• [REQUIRED TASK]: Can you repeat the rows from the line containing "Tag every instance of the paved" through the line containing "x=186 y=235", inclusive, exactly as they appear?

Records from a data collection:
★ ★ ★

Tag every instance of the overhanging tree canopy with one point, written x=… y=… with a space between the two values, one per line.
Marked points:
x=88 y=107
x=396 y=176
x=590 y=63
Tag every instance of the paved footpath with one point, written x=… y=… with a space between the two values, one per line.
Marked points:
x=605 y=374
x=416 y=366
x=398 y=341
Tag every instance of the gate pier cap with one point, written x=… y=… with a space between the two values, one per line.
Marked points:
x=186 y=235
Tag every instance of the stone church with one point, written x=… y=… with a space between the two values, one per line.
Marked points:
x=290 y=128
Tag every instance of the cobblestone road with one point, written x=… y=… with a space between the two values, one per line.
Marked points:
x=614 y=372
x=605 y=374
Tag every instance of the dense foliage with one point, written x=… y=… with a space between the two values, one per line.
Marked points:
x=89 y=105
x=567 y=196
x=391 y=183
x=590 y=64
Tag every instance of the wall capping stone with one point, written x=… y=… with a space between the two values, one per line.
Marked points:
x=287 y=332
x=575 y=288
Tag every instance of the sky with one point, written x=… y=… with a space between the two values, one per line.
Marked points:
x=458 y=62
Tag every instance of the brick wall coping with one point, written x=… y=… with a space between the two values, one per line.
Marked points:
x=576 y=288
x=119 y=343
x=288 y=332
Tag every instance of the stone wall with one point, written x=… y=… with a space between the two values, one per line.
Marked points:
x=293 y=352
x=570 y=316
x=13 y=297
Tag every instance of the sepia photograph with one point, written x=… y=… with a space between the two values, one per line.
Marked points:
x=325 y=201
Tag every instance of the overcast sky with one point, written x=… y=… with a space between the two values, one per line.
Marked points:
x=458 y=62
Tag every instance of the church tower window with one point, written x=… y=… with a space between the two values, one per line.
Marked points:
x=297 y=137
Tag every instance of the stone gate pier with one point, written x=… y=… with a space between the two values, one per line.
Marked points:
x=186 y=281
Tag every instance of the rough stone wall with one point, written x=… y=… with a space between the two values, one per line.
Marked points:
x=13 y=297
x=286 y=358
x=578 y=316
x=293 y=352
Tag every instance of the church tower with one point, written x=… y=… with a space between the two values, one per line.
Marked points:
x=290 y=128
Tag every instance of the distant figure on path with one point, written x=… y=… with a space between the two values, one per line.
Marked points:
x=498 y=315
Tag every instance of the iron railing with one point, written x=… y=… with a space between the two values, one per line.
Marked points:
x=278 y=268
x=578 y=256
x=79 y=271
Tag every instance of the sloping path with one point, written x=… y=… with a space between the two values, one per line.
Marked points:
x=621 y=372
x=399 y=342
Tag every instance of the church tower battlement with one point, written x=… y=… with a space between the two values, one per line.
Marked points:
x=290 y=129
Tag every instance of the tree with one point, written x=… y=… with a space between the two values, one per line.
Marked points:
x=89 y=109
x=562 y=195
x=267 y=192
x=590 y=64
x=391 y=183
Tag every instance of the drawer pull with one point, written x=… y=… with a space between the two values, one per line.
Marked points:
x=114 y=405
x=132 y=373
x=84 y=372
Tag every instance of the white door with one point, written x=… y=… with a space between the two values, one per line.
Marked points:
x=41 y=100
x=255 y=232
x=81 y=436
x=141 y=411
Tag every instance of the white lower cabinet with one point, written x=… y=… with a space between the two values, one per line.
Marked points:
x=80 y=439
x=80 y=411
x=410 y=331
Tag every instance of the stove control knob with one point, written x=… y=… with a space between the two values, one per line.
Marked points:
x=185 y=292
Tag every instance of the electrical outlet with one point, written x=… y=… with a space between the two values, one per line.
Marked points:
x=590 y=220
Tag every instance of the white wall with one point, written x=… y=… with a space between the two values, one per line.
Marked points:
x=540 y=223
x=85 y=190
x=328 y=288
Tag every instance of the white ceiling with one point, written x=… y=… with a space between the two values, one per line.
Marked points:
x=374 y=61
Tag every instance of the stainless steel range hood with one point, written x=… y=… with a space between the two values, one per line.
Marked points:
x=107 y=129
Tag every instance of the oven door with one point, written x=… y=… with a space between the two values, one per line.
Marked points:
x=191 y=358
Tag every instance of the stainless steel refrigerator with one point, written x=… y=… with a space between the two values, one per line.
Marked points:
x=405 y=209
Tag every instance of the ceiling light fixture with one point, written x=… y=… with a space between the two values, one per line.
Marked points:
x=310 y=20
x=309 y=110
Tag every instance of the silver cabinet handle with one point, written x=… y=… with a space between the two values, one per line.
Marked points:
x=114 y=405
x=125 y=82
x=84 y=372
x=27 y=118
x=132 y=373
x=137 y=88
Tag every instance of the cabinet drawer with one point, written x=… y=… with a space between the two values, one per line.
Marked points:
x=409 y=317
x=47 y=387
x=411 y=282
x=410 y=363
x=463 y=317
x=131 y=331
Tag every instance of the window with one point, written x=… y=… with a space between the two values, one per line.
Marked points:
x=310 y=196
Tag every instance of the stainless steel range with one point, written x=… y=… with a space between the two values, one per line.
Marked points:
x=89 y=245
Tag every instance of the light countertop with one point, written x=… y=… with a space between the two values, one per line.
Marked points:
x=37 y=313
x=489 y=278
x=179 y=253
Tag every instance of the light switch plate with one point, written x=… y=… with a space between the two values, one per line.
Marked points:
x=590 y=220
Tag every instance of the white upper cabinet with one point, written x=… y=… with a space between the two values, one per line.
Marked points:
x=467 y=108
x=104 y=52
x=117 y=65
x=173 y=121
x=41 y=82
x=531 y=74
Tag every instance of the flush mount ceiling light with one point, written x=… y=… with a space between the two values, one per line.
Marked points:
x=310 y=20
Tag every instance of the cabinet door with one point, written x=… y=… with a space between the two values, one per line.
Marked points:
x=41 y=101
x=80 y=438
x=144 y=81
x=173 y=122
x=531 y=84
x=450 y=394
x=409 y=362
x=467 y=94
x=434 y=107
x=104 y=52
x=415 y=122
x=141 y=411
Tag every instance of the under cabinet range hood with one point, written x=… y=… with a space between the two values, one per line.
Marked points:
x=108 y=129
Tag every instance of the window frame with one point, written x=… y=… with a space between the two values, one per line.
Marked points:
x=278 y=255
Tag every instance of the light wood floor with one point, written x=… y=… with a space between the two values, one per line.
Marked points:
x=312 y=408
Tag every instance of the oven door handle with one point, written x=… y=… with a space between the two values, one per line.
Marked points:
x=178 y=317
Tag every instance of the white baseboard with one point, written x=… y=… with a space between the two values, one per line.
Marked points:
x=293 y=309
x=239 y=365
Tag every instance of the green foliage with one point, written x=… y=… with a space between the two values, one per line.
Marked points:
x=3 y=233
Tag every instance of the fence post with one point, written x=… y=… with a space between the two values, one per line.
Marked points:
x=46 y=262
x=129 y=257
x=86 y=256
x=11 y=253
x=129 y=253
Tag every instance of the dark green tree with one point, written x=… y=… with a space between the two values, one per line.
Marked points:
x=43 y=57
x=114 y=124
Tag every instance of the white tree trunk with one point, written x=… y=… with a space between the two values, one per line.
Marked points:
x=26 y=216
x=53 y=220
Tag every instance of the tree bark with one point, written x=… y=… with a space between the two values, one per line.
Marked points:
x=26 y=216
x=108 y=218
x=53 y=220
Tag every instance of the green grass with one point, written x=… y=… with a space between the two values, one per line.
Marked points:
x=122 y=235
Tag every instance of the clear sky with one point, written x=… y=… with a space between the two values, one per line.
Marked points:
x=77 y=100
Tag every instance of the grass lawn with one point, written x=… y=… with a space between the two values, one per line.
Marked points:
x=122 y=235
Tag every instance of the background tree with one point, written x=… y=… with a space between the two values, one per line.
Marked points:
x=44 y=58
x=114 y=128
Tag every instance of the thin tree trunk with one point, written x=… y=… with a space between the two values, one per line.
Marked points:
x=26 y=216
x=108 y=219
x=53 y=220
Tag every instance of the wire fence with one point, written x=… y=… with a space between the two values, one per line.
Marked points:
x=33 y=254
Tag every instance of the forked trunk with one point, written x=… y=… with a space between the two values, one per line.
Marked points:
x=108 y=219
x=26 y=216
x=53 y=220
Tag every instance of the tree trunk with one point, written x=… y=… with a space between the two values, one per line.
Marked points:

★ ★ ★

• [RESULT OF THE TASK]:
Tag every instance of the paved footpath with one point, written x=… y=… with a space between the two values, one per line.
Marked points:
x=605 y=374
x=416 y=366
x=398 y=341
Tag every instance of the gate pier cap with one point, written x=… y=… with a space between the two values, one per line.
Marked points:
x=186 y=235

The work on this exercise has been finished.